**PROMPT:**
Rewrite all of the entries below as a numbered list, one line per number, and leave out any blank lines.

* Start EXERCISE MATERIALS *

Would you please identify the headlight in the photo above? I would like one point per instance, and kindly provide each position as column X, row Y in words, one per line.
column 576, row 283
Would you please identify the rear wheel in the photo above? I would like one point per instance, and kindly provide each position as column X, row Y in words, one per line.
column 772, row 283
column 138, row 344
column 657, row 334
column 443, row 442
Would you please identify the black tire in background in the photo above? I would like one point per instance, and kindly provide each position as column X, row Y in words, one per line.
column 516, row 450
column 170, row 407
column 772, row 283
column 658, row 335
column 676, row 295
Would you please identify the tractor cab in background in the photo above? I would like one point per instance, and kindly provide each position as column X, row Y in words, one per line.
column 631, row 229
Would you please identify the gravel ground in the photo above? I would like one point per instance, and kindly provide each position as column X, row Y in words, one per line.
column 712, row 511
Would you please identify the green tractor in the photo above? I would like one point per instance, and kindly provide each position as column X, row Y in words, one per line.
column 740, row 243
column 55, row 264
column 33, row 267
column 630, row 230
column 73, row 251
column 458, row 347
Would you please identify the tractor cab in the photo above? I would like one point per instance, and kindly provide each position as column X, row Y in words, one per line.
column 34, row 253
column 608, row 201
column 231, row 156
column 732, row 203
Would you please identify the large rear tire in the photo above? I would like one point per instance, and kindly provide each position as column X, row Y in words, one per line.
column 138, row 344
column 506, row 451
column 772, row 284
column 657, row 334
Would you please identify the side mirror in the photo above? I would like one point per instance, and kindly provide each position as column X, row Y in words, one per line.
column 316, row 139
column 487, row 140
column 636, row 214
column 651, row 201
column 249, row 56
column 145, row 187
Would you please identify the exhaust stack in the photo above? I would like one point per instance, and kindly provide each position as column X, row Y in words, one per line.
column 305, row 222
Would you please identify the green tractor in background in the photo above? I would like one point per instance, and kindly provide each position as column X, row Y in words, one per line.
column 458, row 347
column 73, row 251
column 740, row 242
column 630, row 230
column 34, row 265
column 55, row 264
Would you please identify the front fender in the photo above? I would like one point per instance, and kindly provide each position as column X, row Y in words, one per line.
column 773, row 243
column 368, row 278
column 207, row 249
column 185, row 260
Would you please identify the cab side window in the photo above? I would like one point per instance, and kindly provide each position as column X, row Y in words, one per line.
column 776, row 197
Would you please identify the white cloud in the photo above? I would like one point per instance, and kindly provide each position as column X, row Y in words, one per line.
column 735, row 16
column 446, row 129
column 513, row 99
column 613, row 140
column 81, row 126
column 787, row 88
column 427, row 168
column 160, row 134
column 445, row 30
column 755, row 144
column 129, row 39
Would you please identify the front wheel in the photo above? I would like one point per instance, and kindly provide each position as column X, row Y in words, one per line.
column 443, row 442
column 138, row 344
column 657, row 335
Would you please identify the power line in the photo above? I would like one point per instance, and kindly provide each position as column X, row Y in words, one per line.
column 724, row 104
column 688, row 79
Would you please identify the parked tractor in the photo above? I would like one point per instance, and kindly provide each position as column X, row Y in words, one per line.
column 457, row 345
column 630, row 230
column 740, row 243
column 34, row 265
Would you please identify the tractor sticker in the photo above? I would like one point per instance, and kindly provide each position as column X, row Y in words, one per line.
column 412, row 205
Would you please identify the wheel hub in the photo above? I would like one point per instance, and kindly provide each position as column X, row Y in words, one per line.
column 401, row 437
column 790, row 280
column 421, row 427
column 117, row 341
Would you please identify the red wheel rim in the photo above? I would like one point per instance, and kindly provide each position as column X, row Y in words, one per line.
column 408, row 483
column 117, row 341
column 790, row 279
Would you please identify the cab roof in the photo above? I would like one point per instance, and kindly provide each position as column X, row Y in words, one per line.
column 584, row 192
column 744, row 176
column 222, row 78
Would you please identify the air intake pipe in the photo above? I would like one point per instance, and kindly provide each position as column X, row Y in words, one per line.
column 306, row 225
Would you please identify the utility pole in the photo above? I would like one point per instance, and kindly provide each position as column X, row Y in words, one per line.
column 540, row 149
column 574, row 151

* End EXERCISE MATERIALS *

**EXERCISE RESULT:**
1. Would you please identify the headlight in the photo above? I would like one point per instance, and kindly provide each position as column X, row Y in words, one per line.
2. column 576, row 283
3. Would you please identify the rear wheel in the photo above? I would like one point per instance, and kindly provide each position as column X, row Y in words, one per line.
4. column 772, row 283
5. column 138, row 344
6. column 657, row 334
7. column 443, row 442
8. Would you please identify the black tire in background in the photo above? I would like one point per instance, and kindly provide each position as column X, row Y in words, one per line.
9. column 516, row 450
10. column 170, row 407
11. column 772, row 283
12. column 658, row 335
13. column 676, row 295
14. Would you please identify the tractor cab in background in the photo above? I would like one point per instance, and kindly provide each position as column X, row Y in words, one per line.
15. column 631, row 229
16. Would you please identify the gravel ground in the photo above? I would like one point per instance, and kindly provide each position as column X, row Y in words, one per line.
17. column 712, row 511
18. Would you please identify the green tractor in the photo above? I would like one point per instance, and kindly provide each position as column X, row Y in words, one per line.
19. column 740, row 243
20. column 55, row 264
21. column 33, row 267
22. column 630, row 230
23. column 73, row 251
24. column 458, row 347
25. Would you please identify the tractor cab in the photo above? I would like one point per instance, and kindly provide each position as column X, row Y in words, one per line.
26. column 34, row 253
27. column 608, row 201
28. column 231, row 156
29. column 732, row 203
30. Would you please identify the large rear tire in the photo above? I would like one point per instance, and kindly provide each position as column X, row Y in words, one per line.
31. column 138, row 344
32. column 506, row 451
33. column 772, row 284
34. column 657, row 334
35. Would you please identify the side mirror in the photo above? I would like one point per instance, and kindly provide each position as column X, row Y in words, one per line.
36. column 316, row 139
37. column 487, row 140
38. column 636, row 214
39. column 651, row 201
40. column 249, row 56
41. column 145, row 187
42. Would you please identify the exhaust stack in the photo above? I would like one point per instance, and kindly provide each position as column X, row Y in words, one per line.
43. column 305, row 222
44. Would you please identify the green tractor in background in the photo above? I would like one point per instance, and kindly provide each position as column X, row Y in words, one per line.
45. column 458, row 347
46. column 73, row 251
47. column 740, row 242
48. column 630, row 230
49. column 34, row 265
50. column 55, row 264
51. Would you please identify the front fender in the photo above? I would like one point per instance, and kindly provide each position as column X, row Y in words, one per line.
52. column 773, row 243
53. column 368, row 278
54. column 207, row 249
55. column 185, row 260
56. Would you please identify the cab side window in the photo above? I would like one point per instance, and kindly provide each position as column X, row Y in words, one per line.
57. column 776, row 197
58. Would you please identify the white cloud in the photo above? I would like one point per instance, and kindly provide each position as column X, row Y in words, one per line.
59. column 735, row 16
60. column 446, row 129
61. column 513, row 99
62. column 613, row 140
63. column 81, row 126
64. column 787, row 88
65. column 427, row 168
66. column 160, row 134
67. column 445, row 30
68. column 755, row 144
69. column 129, row 39
70. Would you please identify the front wheel in the photo above? I would like one point per instance, and kindly provide each position as column X, row Y in words, one per line.
71. column 443, row 442
72. column 138, row 344
73. column 657, row 335
74. Would you please identify the power line in the photo above? I would like one point per instance, and kindly provide each position as column X, row Y in words, one per line.
75. column 724, row 104
76. column 688, row 79
77. Would you please identify the parked tractor in the photo above? I would like one point per instance, and kindly provide each position as column X, row Y in words, one per line.
78. column 457, row 345
79. column 630, row 230
80. column 740, row 243
81. column 34, row 265
82. Would you please identify the tractor sticker in the photo above? I would like one point per instance, and kindly provide each position as column X, row Y in words, one per line.
83. column 412, row 205
84. Would you please identify the wheel hub in the photo above? I would like one point per instance, and kindly provide each position as column X, row Y in words, one per line.
85. column 401, row 437
86. column 790, row 280
87. column 421, row 427
88. column 117, row 341
89. Would you please identify the red wheel rim in the photo above? I would like one point per instance, and kindly provide each position as column X, row Y in words, one per line.
90. column 408, row 483
91. column 117, row 341
92. column 790, row 279
93. Would you please identify the cab roof in the photo above? I would like one point per instance, and kindly provide each position as column X, row Y in words, one per line.
94. column 584, row 192
95. column 744, row 176
96. column 222, row 78
97. Would you please identify the air intake pipe in the photo above? I would like one point per instance, and kindly provide each position as column X, row Y in words, one per line.
98. column 306, row 225
99. Would you please identify the utility pole in the photo above? I would like one point per instance, and kindly provide each position as column X, row Y in words, one per line.
100. column 540, row 149
101. column 574, row 151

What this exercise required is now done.